ACÓRDÃO DO SUPREMO TRIBUNAL DE JUSTIÇA


PROCESSO
130/11.6YFLSB.S1
DATA DO ACÓRDÃO 11/09/2011
SECÇÃO 3ª SECÇÃO

RE
MEIO PROCESSUAL CONFLITO DE COMPETÊNCIA
DECISÃO ATRIBUÍDA COMPETÊNCIA ENJEITADA À EXCEPCIONANTE 1ª VARA DE COMPETÊNCIA MISTA DE GUIMARÃES
VOTAÇÃO ------------

RELATOR PEREIRA MADEIRA

DESCRITORES CONFLITO NEGATIVO DE COMPETÊNCIA
EFEITOS DA DECISÃO DO SUPREMO TRIBUNAL DE JUSTIÇA
TRÂNSITO EM JULGADO
NATUREZA DO INCIDENTE
NULIDADE DO PROCESSO PRINCIPAL

SUMÁRIO

I -A competência territorial já conferida no processo, por decisão do STJ, a um dos tribunais em conflito, não é passível de nova discussão.
II - O despacho que atribuiu tal competência é definitivo e irrevogável, pois dele não cabe recurso - art. 36.º, n.º 2, do CPP. É, em suma, uma decisão judicial transitada em julgado, com todas as consequências.
II -O incidente de resolução do conflito de competência é processualmente irrepetível e de tramitação sumária.
III - A decisão judicial com trânsito em julgado não se anula, como não se declara a nulidade de actos de um processo que findou com decisão irrevogável.
IV - A decisão do conflito negativo de competência proferida no STJ, porque coberta pela força de caso julgado, está, assim, abrigada de todas as nulidades que o processo donde emergiu tal conflito encerre ou possa vir a encerrar, ou, até, de uma suposta nulidade total desse mesmo procedimento.


DECISÃO TEXTO INTEGRAL

1. Em 16 de Junho de 2009, após a abertura da audiência de julgamento, o Presidente do Tribunal Colectivo da l.ª Vara de Competência Mista de Guimarães decidiu «julgar [o] tribunal incompetente em razão do território para o julgamento dos factos imputados aos arguidos, sendo competente o Círculo de Santo Tirso, ao abrigo das disposições conjugadas do art. 19.º, n. °s 1 e 3 e 32. °, n.º 2 al. b) do CP.Penal».
Na sequência, o 2. ° Juízo Criminal do Tribunal de Santo Tirso, a quem o processo coube em distribuição, também se julgou incompetente.
Transitados ambos os despachos, gerou-se um conflito negativo de competência que, suscitado perante este Supremo Tribunal, veio a ser decidido por decisão do ora relator, de 12 de Fevereiro de 2010, com atribuição da escusada competência àquela 1.ª Vara do Tribunal de Guimarães.

> [Conteúdo dos dados]
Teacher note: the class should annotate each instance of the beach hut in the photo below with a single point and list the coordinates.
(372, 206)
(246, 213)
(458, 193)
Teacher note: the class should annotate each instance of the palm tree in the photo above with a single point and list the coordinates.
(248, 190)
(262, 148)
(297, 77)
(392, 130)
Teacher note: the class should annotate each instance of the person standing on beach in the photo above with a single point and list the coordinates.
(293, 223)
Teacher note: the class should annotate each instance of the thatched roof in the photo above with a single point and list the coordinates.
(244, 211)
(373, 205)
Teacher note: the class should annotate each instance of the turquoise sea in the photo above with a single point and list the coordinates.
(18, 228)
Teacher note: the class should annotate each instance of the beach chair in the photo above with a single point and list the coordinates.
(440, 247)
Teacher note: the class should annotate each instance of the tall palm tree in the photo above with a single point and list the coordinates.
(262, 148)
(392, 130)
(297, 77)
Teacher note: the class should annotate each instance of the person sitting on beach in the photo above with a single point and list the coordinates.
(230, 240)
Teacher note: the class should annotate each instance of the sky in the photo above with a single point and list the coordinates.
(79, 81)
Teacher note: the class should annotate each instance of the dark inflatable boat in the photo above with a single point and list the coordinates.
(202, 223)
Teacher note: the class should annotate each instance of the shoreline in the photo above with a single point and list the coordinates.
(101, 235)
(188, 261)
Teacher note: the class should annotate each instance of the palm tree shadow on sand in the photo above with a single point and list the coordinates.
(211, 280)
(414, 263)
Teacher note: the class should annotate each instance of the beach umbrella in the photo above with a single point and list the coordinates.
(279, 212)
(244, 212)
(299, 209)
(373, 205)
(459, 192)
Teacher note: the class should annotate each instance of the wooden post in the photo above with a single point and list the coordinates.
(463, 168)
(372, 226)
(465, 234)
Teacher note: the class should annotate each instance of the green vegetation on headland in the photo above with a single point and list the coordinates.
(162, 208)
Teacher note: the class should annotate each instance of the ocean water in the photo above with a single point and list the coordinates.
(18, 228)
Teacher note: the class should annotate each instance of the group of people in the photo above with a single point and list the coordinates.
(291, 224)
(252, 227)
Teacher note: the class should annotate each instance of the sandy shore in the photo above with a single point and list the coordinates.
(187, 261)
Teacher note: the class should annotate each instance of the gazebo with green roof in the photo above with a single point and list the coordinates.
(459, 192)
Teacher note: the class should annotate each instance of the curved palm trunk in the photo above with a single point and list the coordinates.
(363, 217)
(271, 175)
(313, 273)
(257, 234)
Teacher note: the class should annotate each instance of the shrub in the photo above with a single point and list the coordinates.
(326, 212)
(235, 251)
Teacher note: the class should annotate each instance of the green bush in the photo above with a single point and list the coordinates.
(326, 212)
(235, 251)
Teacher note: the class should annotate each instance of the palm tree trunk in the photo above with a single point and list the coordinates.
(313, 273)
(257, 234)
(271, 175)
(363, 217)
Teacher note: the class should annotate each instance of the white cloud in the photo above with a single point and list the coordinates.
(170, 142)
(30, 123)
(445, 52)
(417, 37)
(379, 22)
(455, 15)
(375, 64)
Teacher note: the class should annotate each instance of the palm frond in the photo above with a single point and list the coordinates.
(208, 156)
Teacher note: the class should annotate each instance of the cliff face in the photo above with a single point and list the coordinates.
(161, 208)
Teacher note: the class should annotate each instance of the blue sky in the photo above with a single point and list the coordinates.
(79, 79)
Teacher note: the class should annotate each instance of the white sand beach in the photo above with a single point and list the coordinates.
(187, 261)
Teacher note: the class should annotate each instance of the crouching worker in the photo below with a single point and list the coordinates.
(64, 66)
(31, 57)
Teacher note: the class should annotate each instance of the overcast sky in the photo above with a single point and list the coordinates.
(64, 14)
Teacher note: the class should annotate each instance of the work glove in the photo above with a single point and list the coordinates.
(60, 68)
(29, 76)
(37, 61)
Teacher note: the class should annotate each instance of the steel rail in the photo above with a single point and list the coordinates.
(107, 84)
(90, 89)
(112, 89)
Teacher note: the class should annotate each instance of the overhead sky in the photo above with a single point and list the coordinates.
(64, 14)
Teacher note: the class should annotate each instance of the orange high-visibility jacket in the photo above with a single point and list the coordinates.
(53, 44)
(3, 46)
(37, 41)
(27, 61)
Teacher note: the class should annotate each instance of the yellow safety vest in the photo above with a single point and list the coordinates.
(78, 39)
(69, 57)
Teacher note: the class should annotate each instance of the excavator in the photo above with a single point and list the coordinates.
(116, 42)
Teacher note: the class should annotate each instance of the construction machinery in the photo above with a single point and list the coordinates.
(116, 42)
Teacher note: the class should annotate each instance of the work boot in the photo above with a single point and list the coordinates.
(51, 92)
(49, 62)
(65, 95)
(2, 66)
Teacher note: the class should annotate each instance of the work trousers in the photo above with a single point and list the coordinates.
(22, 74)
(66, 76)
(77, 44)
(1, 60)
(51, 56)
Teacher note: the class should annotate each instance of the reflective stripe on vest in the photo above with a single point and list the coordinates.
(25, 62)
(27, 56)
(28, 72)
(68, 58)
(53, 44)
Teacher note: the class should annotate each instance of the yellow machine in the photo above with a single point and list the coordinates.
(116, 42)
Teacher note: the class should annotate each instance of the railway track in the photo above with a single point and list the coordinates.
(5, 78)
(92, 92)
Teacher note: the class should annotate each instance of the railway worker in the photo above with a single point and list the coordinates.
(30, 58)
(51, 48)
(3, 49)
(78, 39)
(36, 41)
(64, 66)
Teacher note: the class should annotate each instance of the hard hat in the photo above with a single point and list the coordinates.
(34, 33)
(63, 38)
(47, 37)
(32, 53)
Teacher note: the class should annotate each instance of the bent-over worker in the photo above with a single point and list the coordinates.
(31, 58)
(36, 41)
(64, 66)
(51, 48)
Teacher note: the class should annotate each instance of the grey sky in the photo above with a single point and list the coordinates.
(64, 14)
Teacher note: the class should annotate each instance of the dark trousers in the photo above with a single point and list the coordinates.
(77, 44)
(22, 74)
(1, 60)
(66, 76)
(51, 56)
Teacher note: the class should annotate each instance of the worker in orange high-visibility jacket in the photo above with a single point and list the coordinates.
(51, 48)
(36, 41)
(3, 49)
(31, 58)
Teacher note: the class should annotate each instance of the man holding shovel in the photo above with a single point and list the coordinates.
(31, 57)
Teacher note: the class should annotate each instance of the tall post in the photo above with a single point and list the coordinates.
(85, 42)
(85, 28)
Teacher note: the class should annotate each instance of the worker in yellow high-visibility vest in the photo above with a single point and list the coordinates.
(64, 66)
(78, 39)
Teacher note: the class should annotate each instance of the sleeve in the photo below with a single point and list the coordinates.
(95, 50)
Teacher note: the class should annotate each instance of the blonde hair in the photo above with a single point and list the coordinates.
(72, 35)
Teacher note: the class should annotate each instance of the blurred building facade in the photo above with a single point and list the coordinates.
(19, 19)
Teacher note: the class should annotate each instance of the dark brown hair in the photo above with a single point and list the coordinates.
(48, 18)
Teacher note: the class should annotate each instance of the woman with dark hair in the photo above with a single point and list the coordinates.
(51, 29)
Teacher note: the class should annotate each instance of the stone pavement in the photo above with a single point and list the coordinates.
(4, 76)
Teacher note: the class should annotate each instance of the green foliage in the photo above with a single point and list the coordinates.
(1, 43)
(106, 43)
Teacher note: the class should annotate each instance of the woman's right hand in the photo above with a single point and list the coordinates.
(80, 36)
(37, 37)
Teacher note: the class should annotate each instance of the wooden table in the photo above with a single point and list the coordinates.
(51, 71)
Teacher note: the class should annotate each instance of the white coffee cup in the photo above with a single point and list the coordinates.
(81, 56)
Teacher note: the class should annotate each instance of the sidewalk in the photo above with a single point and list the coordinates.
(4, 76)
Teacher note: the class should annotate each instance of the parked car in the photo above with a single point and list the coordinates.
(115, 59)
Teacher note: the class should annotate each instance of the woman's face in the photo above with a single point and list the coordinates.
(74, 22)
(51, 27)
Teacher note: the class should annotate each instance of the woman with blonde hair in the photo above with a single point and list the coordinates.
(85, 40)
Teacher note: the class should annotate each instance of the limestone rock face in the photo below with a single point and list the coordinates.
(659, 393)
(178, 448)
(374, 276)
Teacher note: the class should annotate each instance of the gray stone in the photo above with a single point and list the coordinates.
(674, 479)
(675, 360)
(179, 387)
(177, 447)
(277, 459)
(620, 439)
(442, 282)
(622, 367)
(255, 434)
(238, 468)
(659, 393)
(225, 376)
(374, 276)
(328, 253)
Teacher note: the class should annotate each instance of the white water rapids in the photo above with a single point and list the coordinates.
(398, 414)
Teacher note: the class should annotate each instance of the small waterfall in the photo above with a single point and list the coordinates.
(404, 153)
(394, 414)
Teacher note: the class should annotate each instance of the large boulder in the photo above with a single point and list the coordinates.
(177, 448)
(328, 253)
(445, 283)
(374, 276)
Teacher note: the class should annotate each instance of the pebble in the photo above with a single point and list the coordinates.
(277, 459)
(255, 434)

> [Problemas a resolver]
(A) Responda, com base no acórdão, às perguntas seguintes:
(i) Quem é o relator do acórdão?
(ii) Em que data o Presidente do Tribunal Colectivo da 1.ª Vara de Competência Mista de Guimarães julgou o tribunal incompetente em razão do território?
(iii) Que disposição do CPP o sumário invoca para afirmar que do despacho que atribuiu a competência não cabe recurso?
(B) Prossiga o acórdão sobre o conflito negativo de competência a partir da última frase apresentada.

> [Resultados esperados]
(A)
(i) Pereira Madeira.
(ii) 16 de junho de 2009.
(iii) O art. 36.º, n.º 2, do CPP.

(B)
Em 12 de Outubro de 2010, depois de um novo adiamento, ora por falta do juiz respectivo, aquando da audiência de julgamento que decorria na referida 1.ª Vara de Competência Mista de Guimarães, o tribunal respectivo decidiu «anular o processado subsequente à decisão instrutória proferida, devendo os autos como tal ser devolvidos à fase de instrução, tendo em vista a correcção da decisão proferida de forma que vier a ser tido por conveniente pelo M.mo Juiz de Instrução Criminal».
Em 13 de Março de 2011, com conclusão por ordem verbal, foi proferido o seguinte despacho:
«Por decisão de fls. 1001 foi determinado anular o processado subsequente à decisão instrutória proferida a fls. 704 e ss. nos termos e com os fundamentos aí consignados, decisão essa que não mereceu recurso.
(...)
Ora, atento o estado dos presentes autos, e bem assim aquilo que foi decidido pelo STJ (a fls. 924 e 925), uma vez que ainda não foi aberta a audiência de julgamento, após ter sido declarada a nulidade subsequente à supra referida decisão instrutória, entendemos estar em tempo de nos pronunciarmos quanto à competência territorial deste Tribunal para julgar apresente causa.
(...)
Os presentes autos estão na fase de julgamento, sendo que ainda não foi iniciada a audiência de julgamento.
Nestes termos decide-se julgar este tribunal incompetente em razão do território para julgamento dos factos imputados aos arguidos, sendo competente o Tribunal de Santo Tirso - cfr. os artigos 19. °, n. °s 1 e 3 e 32. °, n. ° 2, ai b) do C.PPenal.
Notifique.
Sem efeito as designadas datas para realização da audiência de julgamento.

Por despacho de 9 de Junho de 2011, o juiz do 1. ° Juízo Criminal do Tribunal de Santo Tirso voltou a julgar esse tribunal territorialmente incompetente, considerando pertencer tal competência à aludida 1.ª Vara Mista de Guimarães.
Novo conflito negativo assim surgiu entre os dois tribunais, pelo que decorridos mais de dois anos, em Novembro de 2011, ainda se continua a discutir a atribuição da aludida competência territorial.
Os despachos respectivos transitaram em julgado.
Surge assim de novo uma situação de impasse processual que cumpre resolver.
Cumprido o disposto no artigo 36.º do CPP, a Ex.ma Procurador-Geral Adjunta, para além de, com razão, estranhar que se tenha perdido tanto tempo com a competência já fixada por este Supremo Tribunal, defende que ela está definitivamente confiada à insistente 1.ª Vara Mista de Guimarães.
Este Supremo Tribunal, na pessoa do Presidente da Secção Criminal, é legalmente, competente para conhecer do presente conflito, por força do disposto na alínea a), do n.º 6 do art.º 11° do C.P.P.

2. Cumpre decidir.
O Supremo Tribunal de Justiça, justamente pela pena do ora responsável singular pela resolução do conflito, já teve oportunidade de se pronunciar sobre a questão base, qual seja a de saber qual o tribunal, entre os conflituantes, a quem compete julgar o pleito.
A competência territorial para o efeito foi deferida, sem possibilidade de discussão, à escusante 1.ª Vara de Competência Mista de Guimarães.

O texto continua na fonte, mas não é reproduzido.